Tasks to carry out:
1) In the passage on Starbucks' sales troubles, by what percentage did sales in China fall in Q4?
2) Carry on the passage about Starbucks' sales troubles, picking up after its final sentence.

**** Supplied passage ****

The coffee giant is struggling in China as well. Sales in Starbucks’ second-largest market fell by 14% in Q4, according to its report. The chain faces stiff competition from local startup Luckin Coffee, which plans to expand to the U.S. as early as next year.
Starbucks’ recent sales woes are partly due to politically motivated boycotts. The highly publicized unionization effort some employees have undertaken in recent years put a spotlight on what some see as the chain’s low wages, chronic understaffing and oppositional attitude toward organized labor.
The Israel-Palestine conflict led even more customers to boycott Starbucks. Although the company hasn’t had stores in Israel since 2003 and doesn’t provide any funding to the nation’s government or military, influential former CEO Howard Schultz has ties to Israeli cybersecurity company Wiz. Schultz stepped down last April but remains one of the company’s largest shareholders.

**** Supplied material ****

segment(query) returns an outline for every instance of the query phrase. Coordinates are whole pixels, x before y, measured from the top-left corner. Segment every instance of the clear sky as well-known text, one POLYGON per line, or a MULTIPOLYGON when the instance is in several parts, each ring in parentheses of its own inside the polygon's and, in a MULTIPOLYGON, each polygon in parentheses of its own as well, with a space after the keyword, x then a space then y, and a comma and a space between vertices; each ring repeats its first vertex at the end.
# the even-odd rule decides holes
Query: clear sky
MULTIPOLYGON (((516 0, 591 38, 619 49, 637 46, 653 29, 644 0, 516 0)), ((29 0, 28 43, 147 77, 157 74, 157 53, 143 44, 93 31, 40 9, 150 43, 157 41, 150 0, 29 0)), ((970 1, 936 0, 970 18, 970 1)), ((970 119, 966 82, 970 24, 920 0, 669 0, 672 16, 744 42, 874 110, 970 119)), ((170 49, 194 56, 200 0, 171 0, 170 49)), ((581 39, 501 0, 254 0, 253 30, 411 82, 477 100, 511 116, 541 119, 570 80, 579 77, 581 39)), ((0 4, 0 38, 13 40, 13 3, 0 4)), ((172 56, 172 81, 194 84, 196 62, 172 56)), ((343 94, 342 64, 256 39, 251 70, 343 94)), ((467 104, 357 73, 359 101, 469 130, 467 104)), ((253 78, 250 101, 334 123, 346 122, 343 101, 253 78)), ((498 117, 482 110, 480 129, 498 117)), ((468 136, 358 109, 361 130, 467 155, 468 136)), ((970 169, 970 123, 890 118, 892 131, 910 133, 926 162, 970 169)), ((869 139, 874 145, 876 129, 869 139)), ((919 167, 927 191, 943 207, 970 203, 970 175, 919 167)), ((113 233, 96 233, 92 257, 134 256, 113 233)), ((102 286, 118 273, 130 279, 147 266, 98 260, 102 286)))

****

Answers to the problems:
1) 14%

2)
Schultz was replaced by Laxman Narasimha, who was ousted by the Starbucks board just five months later. Niccol stepped into the role in September. The former Chipotle CEO managed to boost the Mexican chain’s revenue during his tenure there starting in 2018, Forbes reported.
Niccol has announced plans to step up enforcement of the chain’s hybrid work policy. Starting in January, corporate workers could be punished or fired if they don’t come to the office at least three days a week, according to an internal memo obtained by Bloomberg earlier this week.